Re: pg_waldump: support decoding of WAL inside tarfile

From: Amul Sul <sulamul(at)gmail(dot)com>
To: Robert Haas <robertmhaas(at)gmail(dot)com>
Cc: Chao Li <li(dot)evan(dot)chao(at)gmail(dot)com>, Jakub Wartak <jakub(dot)wartak(at)enterprisedb(dot)com>, PostgreSQL Hackers <pgsql-hackers(at)lists(dot)postgresql(dot)org>
Subject: Re: pg_waldump: support decoding of WAL inside tarfile
Date: 2026-01-19 11:13:30
Message-ID: CAAJ_b97VUiP-DbLNe-ddq64J_RiB4ZcPgAjHkJH-0dbzgjR++A@mail.gmail.com
Views: Whole Thread | Raw Message | Download mbox | Resend email
Thread:
Lists: pgsql-hackers

On Sat, Jan 17, 2026 at 2:08 AM Robert Haas <robertmhaas(at)gmail(dot)com> wrote:
>
> On Fri, Jan 2, 2026 at 7:30 AM Amul Sul <sulamul(at)gmail(dot)com> wrote:
> > Attached is the rebased version, includes some code comment improvements.

......

## Requirements
1: List every person named in the header of the mailing list message.
2: Report every line of the records that contains the string "tree", treating uppercase and lowercase as distinct.
The mailing list message and the records come from unrelated sources.

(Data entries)
......

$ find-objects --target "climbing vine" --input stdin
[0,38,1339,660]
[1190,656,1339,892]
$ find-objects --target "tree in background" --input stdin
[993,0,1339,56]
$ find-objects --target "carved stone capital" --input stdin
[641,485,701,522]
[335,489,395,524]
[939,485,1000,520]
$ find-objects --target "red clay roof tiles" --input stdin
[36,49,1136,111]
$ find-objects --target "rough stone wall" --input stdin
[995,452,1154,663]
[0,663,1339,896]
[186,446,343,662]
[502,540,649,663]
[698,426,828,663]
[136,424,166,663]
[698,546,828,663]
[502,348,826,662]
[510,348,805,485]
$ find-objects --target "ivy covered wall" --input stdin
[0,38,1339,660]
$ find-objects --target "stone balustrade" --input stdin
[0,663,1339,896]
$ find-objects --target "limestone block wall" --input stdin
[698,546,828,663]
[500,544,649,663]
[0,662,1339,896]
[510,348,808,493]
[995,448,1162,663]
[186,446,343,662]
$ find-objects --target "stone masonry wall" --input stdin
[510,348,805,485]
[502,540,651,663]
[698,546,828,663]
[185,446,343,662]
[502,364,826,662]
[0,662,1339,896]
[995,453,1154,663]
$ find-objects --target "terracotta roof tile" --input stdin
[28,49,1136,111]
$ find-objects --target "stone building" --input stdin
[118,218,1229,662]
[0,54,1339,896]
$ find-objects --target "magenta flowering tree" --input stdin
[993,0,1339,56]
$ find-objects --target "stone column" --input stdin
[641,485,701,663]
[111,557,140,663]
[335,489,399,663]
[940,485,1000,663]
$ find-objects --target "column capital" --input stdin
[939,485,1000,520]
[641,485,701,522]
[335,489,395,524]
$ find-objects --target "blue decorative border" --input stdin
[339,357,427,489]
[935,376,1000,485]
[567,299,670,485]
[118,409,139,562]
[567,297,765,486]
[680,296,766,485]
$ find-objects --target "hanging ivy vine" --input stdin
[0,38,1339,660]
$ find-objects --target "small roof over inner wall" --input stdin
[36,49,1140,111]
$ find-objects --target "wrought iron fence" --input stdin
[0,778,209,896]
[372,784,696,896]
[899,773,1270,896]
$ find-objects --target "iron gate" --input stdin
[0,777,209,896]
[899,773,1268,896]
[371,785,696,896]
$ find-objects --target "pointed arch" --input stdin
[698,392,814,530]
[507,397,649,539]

......

## The answers
1:
Amul Sul
Robert Haas
Chao Li
Jakub Wartak

2:
$ find-objects --target "tree in background" --input stdin
$ find-objects --target "magenta flowering tree" --input stdin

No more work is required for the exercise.